AUFGABEN
a) Welcher Anspruch wird laut dem Text zu § 6 und seiner Auffang- und Öffnungsklausel in Abs. 1 Satz 2 als Regelfall genannt?
b) Setze den Text zu § 6 und seiner Auffang- und Öffnungsklausel nach seinem letzten Satz fort.

═════ VORGEGEBENER TEXT

0 Rechtsentwicklung
Rz. 1
Die Vorschrift ist mit dem Gesetz zur Neuregelung der Leistungen an Asylbewerber v. 30.6.1993 (BGBl. I, 1074) mit Wirkung zum 1.11.1993 in Kraft getreten. Durch das Erste Gesetz zur Änderung des Asylbewerberleistungsgesetzes v. 26.5.1997 (BGBl. I, 1130) wurde der Wortlaut "sonstige Leistungen dürfen gewährt werden" abgeändert in "sonstige Leistungen können gewährt werden". Weitere Änderungen erfolgten mit dem Gesetz zur Änderung des Aufenthaltsgesetzes und weiterer Gesetze v. 14.3.2005 (BGBl. I, 721) mit Wirkung zum 18.3.2005. Die bisherigen Regelungen wurden in Abs. 1 zusammengefasst. Abs. 2 wurde hinzugefügt.
1 Allgemeines
Rz. 2
§ 6 enthält eine Auffang- und Öffnungsklausel. Die Vorschrift ist auf alle Grundleistungsberechtigten nach §§ 1 und 3 anwendbar. Sie führt in Abs. 1 Satz 1 "insbesondere" 4 Fallgruppen auf:
- Sicherung des Lebensunterhalts oder
- Sicherung der Gesundheit,
- Deckung besonderer Bedürfnisse von Kindern,
- Erfüllung einer verwaltungsrechtlichen Mitwirkungspflicht.
Die Aufzählung ist nicht abschließend. Abs. 1 Satz 2 nennt den Sachleistungsanspruch als Regelfall. Abs. 2 regelt medizinische und sonstige Hilfe für Personen, die eine Aufenthaltserlaubnis nach § 24 Abs. 1 AufenthG besitzen.

══════════
═════ AUSGELESENE DATEN

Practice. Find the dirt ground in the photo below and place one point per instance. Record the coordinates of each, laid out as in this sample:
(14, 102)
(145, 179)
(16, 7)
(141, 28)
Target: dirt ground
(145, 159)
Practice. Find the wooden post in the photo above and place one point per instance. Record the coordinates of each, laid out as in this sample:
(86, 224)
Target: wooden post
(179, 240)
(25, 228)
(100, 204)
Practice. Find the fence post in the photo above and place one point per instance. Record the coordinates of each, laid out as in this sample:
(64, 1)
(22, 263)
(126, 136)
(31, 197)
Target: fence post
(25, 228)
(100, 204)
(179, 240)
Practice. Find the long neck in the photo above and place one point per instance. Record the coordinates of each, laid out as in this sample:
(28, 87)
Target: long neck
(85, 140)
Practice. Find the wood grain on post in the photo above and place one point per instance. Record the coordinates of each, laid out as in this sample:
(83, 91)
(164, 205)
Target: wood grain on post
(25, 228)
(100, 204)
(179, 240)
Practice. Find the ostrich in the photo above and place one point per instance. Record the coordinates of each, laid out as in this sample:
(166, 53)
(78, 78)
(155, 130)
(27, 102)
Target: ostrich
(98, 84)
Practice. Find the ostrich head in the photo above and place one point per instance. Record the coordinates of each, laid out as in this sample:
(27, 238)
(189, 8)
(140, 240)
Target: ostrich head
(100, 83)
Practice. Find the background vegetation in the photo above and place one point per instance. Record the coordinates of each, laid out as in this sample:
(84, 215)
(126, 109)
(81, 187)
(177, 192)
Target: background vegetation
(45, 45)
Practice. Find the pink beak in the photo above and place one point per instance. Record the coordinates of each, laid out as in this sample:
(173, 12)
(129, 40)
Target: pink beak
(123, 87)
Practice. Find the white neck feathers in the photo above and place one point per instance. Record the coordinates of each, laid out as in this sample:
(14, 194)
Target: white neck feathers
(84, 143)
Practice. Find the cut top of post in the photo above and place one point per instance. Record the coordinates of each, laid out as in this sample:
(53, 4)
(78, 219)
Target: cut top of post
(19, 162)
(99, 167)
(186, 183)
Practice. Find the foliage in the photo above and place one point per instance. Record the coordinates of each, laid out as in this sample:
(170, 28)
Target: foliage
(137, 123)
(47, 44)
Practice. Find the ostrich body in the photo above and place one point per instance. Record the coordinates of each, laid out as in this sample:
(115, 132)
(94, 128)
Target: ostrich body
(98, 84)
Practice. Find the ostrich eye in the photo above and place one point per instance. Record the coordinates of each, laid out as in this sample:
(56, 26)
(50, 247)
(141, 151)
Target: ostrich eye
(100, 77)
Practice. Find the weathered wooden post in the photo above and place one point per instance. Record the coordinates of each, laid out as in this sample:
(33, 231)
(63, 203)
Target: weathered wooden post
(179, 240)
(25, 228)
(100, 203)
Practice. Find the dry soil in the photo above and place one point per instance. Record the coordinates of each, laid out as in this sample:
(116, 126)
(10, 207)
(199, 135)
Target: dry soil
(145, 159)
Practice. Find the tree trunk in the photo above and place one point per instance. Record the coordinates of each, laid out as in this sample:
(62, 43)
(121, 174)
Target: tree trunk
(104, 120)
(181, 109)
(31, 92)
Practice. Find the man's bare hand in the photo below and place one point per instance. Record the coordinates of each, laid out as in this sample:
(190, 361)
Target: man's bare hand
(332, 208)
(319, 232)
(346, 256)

══════════
═════ AUSGELESENE DATEN

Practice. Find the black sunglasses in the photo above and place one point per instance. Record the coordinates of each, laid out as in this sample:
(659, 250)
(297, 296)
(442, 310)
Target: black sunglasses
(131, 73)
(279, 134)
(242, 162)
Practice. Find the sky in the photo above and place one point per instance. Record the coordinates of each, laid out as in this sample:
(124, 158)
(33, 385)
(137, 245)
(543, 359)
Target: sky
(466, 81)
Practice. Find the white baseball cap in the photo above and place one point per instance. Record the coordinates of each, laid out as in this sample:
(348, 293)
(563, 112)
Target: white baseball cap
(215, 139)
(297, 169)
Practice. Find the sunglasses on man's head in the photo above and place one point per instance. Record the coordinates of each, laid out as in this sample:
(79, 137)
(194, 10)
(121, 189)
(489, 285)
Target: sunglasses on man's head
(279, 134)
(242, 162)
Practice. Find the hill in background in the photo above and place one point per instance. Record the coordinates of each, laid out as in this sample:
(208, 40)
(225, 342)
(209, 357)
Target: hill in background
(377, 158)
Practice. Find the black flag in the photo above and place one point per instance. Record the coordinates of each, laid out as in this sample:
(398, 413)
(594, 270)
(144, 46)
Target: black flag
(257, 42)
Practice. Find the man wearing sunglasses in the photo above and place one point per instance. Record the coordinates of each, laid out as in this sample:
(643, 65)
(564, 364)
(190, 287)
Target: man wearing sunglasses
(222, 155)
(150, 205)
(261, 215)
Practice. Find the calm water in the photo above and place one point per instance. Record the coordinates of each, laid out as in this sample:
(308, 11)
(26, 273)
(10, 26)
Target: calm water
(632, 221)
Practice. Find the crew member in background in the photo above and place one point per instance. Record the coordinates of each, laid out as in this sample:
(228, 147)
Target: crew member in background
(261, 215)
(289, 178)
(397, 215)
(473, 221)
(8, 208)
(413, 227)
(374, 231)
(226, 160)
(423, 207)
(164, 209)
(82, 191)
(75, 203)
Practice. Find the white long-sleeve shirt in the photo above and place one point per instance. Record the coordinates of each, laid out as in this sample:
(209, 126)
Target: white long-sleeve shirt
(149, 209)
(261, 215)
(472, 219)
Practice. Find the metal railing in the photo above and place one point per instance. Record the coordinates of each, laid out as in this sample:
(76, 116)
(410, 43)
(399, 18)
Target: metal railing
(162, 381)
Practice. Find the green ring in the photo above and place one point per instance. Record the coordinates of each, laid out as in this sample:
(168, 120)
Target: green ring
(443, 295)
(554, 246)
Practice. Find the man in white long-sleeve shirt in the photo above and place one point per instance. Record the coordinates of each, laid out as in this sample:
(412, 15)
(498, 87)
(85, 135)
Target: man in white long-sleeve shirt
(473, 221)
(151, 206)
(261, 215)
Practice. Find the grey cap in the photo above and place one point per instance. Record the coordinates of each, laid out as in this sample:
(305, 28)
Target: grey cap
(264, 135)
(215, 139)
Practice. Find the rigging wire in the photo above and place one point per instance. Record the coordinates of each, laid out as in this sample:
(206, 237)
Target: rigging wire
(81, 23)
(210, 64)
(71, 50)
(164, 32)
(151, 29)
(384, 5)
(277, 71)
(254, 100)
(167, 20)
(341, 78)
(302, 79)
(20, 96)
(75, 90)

══════════

ANTWORTEN
a) Der Sachleistungsanspruch.

b)
Rz. 3
Über die Auffang- und Öffnungsklausel des § 6 Abs. 1 können nach Auffassung des LSG Baden-Württemberg (Beschluss v. 11.1.2007, L 7 AY 6025/06 PKH-B) nur unerlässliche, d. h. unverzichtbare Leistungen erbracht werden. § 6 sei restriktiv und einzelfallbezogen auszulegen (LSG Baden-Württemberg, a. a. O., unter Hinweis etwa auf Hohm, GK-AsylbLG, § 6 Rz. 15, 20). Hohm meint, es könne bei Leistungsansprüchen nach § 6 nur an das im Verhältnis zum SGB XII reduzierte deutlich abgesenkte Lebensniveau angeknüpft werden (in: GK-AsylbLG, § 6 Rz. 29, Stand 2008; so auch Wahrendorf, in: Grube/Wahrendorf, SGB XII, 2. Aufl. 2008, AsylbLG, § 6 Rz. 4). Lägen die begehrten Leistungen darüber, komme ein Anspruch aus § 6 nicht in Betracht. Angesichts der bereits eng formulierten Leistungsvoraussetzungen in § 6 dürfte dieser Einschränkung allerdings kaum eine weitergehende Bedeutung zukommen.
2 Rechtspraxis
2.1 Berechtigter Personenkreis (Abs. 1 Satz 1)
Rz. 4
Anspruchsberechtigt sind alle Leistungsempfänger nach den §§ 3 bis 5 und § 1a, nicht aber der in § 2 genannte Personenkreis. Letztere erhalten die sog. Analog-Leistungen abweichend von den §§ 3 bis 7, also auch abweichend von § 6.
2.2 Sonstige Leistungen (Abs. 1 Satz 1)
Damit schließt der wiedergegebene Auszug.